## Given instruction
Pull out every line of the material below that contains the word "projected", and copy each of those lines in full.

== == ==

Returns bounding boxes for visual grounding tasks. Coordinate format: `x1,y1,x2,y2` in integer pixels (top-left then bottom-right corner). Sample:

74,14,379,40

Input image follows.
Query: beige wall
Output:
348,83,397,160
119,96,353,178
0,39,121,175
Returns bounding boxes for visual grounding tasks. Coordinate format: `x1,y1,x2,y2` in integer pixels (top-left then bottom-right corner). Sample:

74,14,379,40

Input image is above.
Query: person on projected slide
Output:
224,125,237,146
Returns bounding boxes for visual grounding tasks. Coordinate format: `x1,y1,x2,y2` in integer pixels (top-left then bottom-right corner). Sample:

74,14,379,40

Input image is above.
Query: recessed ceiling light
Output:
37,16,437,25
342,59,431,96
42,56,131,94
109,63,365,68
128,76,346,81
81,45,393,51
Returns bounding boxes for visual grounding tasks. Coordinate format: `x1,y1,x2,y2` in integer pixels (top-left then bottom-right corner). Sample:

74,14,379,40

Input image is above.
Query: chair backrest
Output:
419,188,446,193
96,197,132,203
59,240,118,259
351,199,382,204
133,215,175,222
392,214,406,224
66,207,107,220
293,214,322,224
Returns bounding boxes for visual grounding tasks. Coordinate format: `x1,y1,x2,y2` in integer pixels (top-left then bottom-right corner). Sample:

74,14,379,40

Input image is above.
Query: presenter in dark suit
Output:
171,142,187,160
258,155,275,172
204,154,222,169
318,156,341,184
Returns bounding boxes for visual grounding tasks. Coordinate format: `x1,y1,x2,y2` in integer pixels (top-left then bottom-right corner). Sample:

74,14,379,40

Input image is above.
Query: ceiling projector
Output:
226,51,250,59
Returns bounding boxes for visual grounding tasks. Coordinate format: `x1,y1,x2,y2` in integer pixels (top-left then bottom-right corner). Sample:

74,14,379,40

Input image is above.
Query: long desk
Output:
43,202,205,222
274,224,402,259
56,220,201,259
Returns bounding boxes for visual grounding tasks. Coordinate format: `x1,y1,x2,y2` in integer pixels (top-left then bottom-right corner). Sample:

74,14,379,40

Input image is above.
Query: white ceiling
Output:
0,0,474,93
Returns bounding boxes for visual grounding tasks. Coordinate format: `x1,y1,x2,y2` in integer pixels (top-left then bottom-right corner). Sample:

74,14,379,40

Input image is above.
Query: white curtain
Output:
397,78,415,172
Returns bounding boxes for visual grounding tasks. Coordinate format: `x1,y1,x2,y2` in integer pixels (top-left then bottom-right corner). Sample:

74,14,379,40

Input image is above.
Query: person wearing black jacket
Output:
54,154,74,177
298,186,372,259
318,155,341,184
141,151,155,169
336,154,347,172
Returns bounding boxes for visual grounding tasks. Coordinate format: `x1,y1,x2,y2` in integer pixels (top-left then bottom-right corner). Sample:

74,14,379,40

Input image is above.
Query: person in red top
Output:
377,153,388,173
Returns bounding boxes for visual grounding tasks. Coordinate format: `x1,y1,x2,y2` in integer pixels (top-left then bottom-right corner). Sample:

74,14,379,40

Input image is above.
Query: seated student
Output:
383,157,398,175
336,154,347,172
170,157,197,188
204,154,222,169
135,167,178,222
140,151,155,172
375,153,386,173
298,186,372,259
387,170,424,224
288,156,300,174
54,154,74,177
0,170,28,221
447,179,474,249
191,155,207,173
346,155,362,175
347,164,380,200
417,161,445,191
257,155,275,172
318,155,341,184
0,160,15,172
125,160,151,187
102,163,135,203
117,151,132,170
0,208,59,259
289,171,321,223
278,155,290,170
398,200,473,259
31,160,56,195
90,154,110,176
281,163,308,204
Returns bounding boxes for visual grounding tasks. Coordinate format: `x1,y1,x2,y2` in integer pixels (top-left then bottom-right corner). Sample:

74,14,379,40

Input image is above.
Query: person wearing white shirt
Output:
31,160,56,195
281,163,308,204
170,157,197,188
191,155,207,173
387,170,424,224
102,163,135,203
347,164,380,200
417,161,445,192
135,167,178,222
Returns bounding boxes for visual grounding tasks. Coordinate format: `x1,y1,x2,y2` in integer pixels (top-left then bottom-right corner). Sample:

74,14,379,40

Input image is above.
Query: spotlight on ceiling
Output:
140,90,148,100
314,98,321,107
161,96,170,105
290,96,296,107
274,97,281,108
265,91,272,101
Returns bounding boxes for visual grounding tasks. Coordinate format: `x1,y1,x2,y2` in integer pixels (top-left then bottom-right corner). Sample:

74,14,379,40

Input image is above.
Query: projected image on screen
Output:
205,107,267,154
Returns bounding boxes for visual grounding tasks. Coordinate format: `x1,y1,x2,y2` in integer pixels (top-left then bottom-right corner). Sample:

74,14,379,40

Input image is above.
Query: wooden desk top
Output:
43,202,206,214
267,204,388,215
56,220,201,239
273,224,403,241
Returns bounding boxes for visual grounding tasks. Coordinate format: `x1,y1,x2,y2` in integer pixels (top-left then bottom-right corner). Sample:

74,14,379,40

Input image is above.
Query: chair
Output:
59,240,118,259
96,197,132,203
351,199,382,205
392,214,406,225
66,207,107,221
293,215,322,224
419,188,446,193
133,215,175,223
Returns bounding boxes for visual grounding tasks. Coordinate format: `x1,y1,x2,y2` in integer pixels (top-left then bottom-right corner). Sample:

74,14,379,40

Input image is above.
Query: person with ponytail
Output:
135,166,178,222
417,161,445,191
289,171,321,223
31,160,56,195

== == ==

## Exercise output
Query: person on projected slide
Query: projected image on screen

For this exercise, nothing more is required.